Prétendrait-on que l’élévation du droit en affaiblit le produit, et que son abaissement aurait le double avantage de soulager le contribuable et d’enrichir le Trésor ? Ce résultat ne pourrait s’obtenir, relativement à une denrée d’une aussi faible valeur intrinsèque, que par une très large concession sur un tarif déjà trop modéré pour comprimer une consommation dont la nécessité est aussi impérieuse. Cette vérité ressort avec évidence des calculs par lesquels nous avons prouvé que chaque consommateur emploie, annuellement, une quantité de 12 à 15 livres de sel qui est notoirement en rapport avec les besoins de sa nourriture.
________
- **SÉRIE DE TÂCHES**:
[a] Recopiez le passage du texte sur l'impôt du sel qui s'ouvre par les mots contenant "Prétendrait-on que l’élévation" et se clôt sur "de sa nourriture.", en substituant "sucre" à "sel".
[b] Reprenez le texte sur l'impôt du sel après sa dernière phrase et rédigez-en la suite.
Ces enregistrements ne sont pas nécessaires.

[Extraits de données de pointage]
________
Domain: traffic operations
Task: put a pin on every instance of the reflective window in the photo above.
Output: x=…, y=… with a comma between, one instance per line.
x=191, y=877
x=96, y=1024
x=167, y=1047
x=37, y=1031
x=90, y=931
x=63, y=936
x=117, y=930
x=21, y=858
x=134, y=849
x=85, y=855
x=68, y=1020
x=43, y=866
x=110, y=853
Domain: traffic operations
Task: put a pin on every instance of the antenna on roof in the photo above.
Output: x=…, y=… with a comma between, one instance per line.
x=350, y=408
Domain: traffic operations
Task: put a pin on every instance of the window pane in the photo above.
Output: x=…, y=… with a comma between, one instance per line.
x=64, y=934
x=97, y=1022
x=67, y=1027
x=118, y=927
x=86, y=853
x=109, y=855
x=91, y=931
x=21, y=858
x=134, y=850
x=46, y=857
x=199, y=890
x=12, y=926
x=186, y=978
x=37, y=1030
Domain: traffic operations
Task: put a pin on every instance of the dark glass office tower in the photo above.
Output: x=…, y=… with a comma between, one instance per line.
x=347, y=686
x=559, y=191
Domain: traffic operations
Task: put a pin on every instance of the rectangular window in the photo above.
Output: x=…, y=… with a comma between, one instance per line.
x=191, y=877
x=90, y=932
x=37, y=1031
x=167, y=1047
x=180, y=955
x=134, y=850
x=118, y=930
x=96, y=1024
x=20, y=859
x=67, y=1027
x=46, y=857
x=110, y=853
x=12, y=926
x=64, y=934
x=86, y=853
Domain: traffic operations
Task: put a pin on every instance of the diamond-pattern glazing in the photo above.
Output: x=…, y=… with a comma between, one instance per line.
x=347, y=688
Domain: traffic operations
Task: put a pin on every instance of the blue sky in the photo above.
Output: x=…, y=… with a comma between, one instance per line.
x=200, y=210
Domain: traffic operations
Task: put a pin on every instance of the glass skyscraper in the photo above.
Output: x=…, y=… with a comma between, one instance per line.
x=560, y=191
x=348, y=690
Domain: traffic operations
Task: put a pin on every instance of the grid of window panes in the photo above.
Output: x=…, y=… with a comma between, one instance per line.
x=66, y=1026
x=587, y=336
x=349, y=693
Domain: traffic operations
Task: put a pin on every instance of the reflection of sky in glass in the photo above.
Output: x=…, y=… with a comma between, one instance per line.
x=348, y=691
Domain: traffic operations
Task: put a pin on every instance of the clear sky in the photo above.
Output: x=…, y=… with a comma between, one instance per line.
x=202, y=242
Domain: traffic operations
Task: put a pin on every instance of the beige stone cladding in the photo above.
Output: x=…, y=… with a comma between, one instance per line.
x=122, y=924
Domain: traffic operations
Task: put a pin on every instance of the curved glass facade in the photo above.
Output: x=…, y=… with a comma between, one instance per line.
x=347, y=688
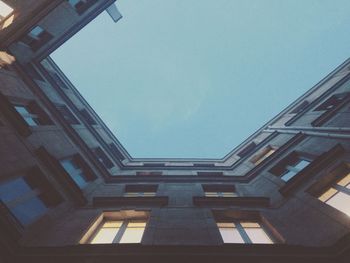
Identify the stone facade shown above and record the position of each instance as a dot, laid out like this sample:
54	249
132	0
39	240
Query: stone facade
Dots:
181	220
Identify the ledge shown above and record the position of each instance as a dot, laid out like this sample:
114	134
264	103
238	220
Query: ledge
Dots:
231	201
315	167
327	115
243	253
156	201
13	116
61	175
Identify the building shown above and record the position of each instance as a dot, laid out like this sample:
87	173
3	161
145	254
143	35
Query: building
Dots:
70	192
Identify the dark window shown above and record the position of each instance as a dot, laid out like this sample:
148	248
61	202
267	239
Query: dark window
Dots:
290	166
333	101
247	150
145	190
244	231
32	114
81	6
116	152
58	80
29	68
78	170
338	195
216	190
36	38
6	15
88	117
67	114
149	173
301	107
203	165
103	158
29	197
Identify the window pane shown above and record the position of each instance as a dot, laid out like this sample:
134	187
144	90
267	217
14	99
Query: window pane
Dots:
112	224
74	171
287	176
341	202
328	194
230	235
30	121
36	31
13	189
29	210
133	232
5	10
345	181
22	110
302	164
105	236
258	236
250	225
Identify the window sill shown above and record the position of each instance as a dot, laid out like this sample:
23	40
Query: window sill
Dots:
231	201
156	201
________
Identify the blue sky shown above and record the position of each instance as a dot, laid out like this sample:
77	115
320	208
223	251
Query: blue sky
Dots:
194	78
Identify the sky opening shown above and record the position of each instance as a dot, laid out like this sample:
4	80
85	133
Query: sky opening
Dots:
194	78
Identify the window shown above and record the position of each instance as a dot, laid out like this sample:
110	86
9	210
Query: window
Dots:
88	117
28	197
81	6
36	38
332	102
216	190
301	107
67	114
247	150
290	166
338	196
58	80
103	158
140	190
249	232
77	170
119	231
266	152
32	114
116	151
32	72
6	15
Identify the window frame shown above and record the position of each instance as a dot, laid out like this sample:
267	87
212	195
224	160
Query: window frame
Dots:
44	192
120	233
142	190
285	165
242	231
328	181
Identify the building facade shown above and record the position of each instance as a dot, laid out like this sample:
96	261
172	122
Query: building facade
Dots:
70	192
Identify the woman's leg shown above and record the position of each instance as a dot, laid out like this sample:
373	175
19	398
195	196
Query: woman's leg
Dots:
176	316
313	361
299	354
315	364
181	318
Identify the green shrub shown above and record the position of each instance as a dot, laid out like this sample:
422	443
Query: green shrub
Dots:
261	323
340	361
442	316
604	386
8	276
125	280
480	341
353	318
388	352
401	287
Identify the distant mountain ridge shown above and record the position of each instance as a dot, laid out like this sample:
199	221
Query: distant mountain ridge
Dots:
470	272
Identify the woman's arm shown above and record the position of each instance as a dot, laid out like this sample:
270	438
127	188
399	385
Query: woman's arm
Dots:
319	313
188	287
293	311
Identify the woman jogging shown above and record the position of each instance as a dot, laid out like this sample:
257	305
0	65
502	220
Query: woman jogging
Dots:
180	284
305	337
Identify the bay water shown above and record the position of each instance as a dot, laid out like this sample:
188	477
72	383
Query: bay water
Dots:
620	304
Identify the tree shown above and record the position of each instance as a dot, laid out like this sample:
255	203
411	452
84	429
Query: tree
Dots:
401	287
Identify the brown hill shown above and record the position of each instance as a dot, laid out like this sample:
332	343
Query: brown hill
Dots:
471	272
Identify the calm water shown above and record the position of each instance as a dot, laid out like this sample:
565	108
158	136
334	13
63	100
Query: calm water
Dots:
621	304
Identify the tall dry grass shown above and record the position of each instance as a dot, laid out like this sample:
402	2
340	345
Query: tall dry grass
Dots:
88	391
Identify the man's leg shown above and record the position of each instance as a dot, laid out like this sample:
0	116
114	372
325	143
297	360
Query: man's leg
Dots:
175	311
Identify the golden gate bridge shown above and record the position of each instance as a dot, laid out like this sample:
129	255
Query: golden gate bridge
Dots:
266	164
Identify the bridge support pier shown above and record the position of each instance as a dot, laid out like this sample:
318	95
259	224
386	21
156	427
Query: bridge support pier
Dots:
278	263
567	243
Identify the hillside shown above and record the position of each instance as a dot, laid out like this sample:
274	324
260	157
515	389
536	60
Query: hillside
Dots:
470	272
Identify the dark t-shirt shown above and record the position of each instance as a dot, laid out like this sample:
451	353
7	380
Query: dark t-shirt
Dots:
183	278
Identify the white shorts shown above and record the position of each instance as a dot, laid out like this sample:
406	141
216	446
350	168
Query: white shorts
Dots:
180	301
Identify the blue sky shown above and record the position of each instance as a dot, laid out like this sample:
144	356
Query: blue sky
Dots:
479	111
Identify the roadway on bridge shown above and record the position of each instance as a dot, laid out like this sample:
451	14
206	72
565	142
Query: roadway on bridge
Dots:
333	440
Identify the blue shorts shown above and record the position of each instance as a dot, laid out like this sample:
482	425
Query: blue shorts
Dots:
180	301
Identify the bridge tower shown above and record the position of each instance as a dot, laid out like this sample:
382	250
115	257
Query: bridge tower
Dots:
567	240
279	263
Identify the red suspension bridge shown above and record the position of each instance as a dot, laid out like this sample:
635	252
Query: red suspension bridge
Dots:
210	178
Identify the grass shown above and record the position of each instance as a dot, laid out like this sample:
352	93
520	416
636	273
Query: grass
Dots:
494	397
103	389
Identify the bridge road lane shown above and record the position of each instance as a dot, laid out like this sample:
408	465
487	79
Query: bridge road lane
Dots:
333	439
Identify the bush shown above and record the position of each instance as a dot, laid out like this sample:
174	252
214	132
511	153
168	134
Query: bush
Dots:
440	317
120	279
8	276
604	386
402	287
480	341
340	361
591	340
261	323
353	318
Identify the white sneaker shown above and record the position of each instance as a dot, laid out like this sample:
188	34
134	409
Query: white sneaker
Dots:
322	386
________
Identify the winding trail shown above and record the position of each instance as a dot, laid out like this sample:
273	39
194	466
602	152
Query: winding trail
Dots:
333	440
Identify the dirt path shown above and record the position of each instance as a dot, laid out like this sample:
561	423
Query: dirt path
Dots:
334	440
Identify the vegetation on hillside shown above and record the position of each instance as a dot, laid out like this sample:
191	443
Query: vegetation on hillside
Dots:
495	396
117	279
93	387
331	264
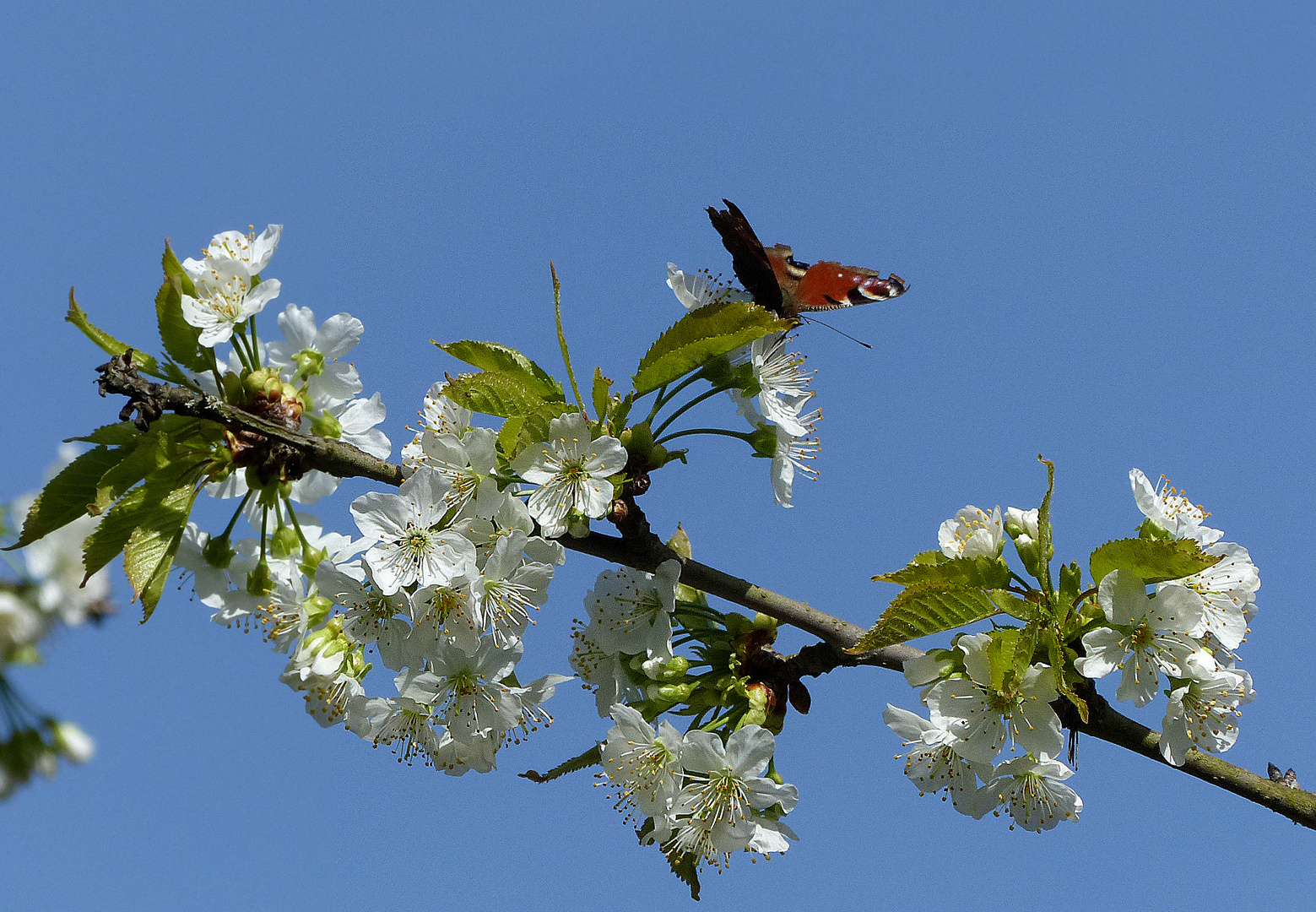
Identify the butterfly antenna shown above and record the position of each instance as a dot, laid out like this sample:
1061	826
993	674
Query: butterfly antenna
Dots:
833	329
________
- **RÉPONSES PAR TÂCHE**:
[a]
Prétendrait-on que l’élévation du droit en affaiblit le produit, et que son abaissement aurait le double avantage de soulager le contribuable et d’enrichir le Trésor ? Ce résultat ne pourrait s’obtenir, relativement à une denrée d’une aussi faible valeur intrinsèque, que par une très large concession sur un tarif déjà trop modéré pour comprimer une consommation dont la nécessité est aussi impérieuse. Cette vérité ressort avec évidence des calculs par lesquels nous avons prouvé que chaque consommateur emploie, annuellement, une quantité de 12 à 15 livres de sucre qui est notoirement en rapport avec les besoins de sa nourriture.

[b]
Un dégrèvement de ce genre serait donc l’abandon certain, et sans compensation pour l’État, d’un revenu très-considérable, sur un impôt dont le fardeau se répartit d’une manière presque insensible entre un très-grand nombre de tributaires car il est inaperçu par l’aisance et se confond ordinairement dans les salaires du travail le moins rétribué. Il est d’ailleurs à remarquer que les aliments des classes ouvrières sont fréquemment payés par ceux qui les emploient, et que le poisson salé dont se nourrit la population malheureuse du littoral ne supporte aucun impôt. Aussi la taxe du sel n’a-t-elle jamais excité les plaintes des consommateurs, mais seulement celles des propriétaires des marais salants, et quelquefois aussi les regrets d’une philanthropie mal éclairée sur la meilleure répartition des charges publiques.